Dataset entries on object locations
<<<<
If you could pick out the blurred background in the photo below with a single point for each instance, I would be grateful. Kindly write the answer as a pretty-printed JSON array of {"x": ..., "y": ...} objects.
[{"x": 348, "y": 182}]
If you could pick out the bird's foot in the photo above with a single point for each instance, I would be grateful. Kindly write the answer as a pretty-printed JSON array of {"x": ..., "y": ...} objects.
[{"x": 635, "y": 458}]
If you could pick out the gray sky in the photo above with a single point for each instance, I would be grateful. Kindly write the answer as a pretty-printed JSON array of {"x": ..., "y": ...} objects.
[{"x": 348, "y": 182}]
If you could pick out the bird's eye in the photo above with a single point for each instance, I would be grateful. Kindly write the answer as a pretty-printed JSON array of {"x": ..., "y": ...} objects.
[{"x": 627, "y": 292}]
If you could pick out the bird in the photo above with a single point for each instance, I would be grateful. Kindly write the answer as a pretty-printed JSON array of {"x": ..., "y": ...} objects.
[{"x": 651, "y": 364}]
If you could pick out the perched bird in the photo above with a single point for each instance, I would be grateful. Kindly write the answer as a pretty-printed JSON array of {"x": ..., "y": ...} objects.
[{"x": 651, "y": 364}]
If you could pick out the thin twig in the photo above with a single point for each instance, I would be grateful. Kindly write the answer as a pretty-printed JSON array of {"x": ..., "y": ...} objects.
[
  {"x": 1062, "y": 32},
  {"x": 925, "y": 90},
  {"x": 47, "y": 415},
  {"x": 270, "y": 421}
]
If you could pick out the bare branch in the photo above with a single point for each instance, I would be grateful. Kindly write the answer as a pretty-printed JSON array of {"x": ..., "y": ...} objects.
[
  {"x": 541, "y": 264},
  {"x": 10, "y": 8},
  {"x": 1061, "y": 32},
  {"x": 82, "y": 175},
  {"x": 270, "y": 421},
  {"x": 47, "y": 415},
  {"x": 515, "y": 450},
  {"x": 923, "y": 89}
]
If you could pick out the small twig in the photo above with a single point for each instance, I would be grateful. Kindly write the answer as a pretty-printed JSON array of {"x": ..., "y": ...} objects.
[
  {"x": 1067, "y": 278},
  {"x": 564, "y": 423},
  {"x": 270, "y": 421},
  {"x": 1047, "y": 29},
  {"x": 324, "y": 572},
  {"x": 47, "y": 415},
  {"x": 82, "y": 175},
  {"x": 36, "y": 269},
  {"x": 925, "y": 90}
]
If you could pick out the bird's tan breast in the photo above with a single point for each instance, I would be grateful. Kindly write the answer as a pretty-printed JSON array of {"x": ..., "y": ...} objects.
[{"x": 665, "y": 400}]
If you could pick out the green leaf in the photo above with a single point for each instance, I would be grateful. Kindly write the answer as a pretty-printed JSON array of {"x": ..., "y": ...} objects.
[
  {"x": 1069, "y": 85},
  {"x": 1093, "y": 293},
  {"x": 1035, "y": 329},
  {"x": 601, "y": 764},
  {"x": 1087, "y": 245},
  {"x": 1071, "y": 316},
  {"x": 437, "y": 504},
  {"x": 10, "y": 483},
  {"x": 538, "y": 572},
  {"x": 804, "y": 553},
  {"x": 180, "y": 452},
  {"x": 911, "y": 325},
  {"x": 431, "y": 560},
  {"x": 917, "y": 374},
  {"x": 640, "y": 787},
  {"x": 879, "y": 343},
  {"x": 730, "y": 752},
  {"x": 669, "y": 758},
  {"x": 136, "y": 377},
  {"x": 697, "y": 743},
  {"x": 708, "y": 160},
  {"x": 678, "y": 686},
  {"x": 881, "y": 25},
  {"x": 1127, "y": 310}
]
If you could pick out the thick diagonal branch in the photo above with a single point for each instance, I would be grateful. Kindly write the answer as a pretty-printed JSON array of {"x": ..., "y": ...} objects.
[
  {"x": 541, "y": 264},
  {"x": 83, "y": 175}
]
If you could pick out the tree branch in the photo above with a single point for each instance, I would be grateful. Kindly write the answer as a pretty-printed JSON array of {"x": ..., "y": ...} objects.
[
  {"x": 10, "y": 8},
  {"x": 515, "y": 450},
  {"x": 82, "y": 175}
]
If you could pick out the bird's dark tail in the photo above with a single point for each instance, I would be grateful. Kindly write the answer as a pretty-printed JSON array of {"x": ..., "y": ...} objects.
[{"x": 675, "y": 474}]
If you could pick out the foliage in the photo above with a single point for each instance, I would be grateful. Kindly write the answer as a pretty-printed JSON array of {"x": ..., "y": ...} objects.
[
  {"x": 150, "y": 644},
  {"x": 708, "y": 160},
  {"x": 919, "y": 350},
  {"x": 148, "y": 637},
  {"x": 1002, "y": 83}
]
>>>>
## What needs to be done
Copy every one of the entries above verbatim, with no changes to wording, punctuation, or line breaks.

## Final result
If you could pick out the blurred background in the photo below with a single point for each instance, I would be grateful. Kindly write the answer as a pretty-printed JSON array of {"x": ..., "y": ...} objects.
[{"x": 348, "y": 182}]
If you could pick out the bird's foot in the photo above with a single point for each instance, I would be grateful. Kindly write the answer as a pretty-printed JSON array of {"x": ..., "y": ...} objects.
[{"x": 635, "y": 458}]
If you could pick out the gray sky in the photo above with a single point for each instance, I would be grateful. Kindly write the answer as a pretty-printed JSON array of {"x": ..., "y": ...} objects.
[{"x": 348, "y": 182}]
If you could pick out the bird's eye in the photo above with a single point for each instance, I would be grateful. Kindly write the answer as a pretty-printed JSON array of {"x": ..., "y": ...} objects.
[{"x": 627, "y": 292}]
If you could pick out the bird in the photo above with a single point for each instance, I would be grateful. Kindly write the answer as a pretty-printed JSON array of {"x": ..., "y": ...} objects.
[{"x": 651, "y": 364}]
If you could pick out the perched bird in the photo above with a single point for each instance, I would be grateful. Kindly write the answer as a pretty-printed JSON array of {"x": ..., "y": ...} objects.
[{"x": 651, "y": 364}]
If you could pick out the thin twig in the photo above with a single point for each instance, I would be grateful. Kindly write the answer as a pretty-printed JSON array of {"x": ..., "y": ...} objects.
[
  {"x": 1062, "y": 32},
  {"x": 925, "y": 90},
  {"x": 47, "y": 415},
  {"x": 270, "y": 421}
]
If you could pick out the bare branch in the photo above with a single point for each instance, I would be grateful. Kindly write the answer as a pretty-printed JSON array of {"x": ..., "y": ...} objects.
[
  {"x": 541, "y": 264},
  {"x": 10, "y": 8},
  {"x": 1061, "y": 32},
  {"x": 82, "y": 175},
  {"x": 270, "y": 421},
  {"x": 47, "y": 415},
  {"x": 515, "y": 450},
  {"x": 923, "y": 89}
]
If you could pick out the small twig in the photo above with a single point for each instance, I would be grateful. Kindly write the answer as a pretty-printed JSON array of {"x": ..., "y": ...} objects.
[
  {"x": 1067, "y": 278},
  {"x": 564, "y": 423},
  {"x": 270, "y": 421},
  {"x": 1047, "y": 29},
  {"x": 324, "y": 572},
  {"x": 47, "y": 415},
  {"x": 82, "y": 175},
  {"x": 36, "y": 269},
  {"x": 925, "y": 90}
]
If you could pick out the bird's tan breast in the photo above with a single point for each instance, I would be grateful. Kindly write the answer as a pretty-printed JSON array of {"x": ..., "y": ...} objects.
[{"x": 665, "y": 400}]
If you could pick out the green leaf in the photo above with a single point for each instance, I would be grateful. Kindly write the answer as a pretty-printed JSON array of {"x": ..., "y": ...} objects.
[
  {"x": 1069, "y": 85},
  {"x": 1093, "y": 293},
  {"x": 1035, "y": 329},
  {"x": 601, "y": 764},
  {"x": 1087, "y": 245},
  {"x": 1071, "y": 316},
  {"x": 437, "y": 504},
  {"x": 10, "y": 483},
  {"x": 538, "y": 572},
  {"x": 804, "y": 553},
  {"x": 180, "y": 452},
  {"x": 911, "y": 325},
  {"x": 431, "y": 560},
  {"x": 917, "y": 374},
  {"x": 640, "y": 787},
  {"x": 879, "y": 343},
  {"x": 730, "y": 752},
  {"x": 669, "y": 758},
  {"x": 136, "y": 377},
  {"x": 697, "y": 743},
  {"x": 708, "y": 160},
  {"x": 678, "y": 686},
  {"x": 881, "y": 25},
  {"x": 1127, "y": 310}
]
If you could pick out the thick diagonal branch in the photo above with a single point for each instance, I would be grateful. Kindly write the answer as a pretty-printed JSON array of {"x": ..., "y": ...} objects.
[
  {"x": 541, "y": 264},
  {"x": 83, "y": 175}
]
If you could pick out the tree branch in the photo above with a single point for each instance, I would be grateful. Kindly write the answer as a pretty-printed JSON array of {"x": ..., "y": ...} objects.
[
  {"x": 10, "y": 8},
  {"x": 515, "y": 450},
  {"x": 82, "y": 175}
]
If you could pick out the bird's dark tail in the photo above with a single point for each instance, I would be grateful. Kindly write the answer as a pretty-printed JSON array of {"x": ..., "y": ...} objects.
[{"x": 675, "y": 474}]
If you could pick out the foliage in the photo above with a single point for each instance, I would be grateful. Kindly write the answer as a pretty-printed JSON array of {"x": ..., "y": ...} objects.
[
  {"x": 150, "y": 644},
  {"x": 708, "y": 160},
  {"x": 919, "y": 350},
  {"x": 148, "y": 637},
  {"x": 1002, "y": 83}
]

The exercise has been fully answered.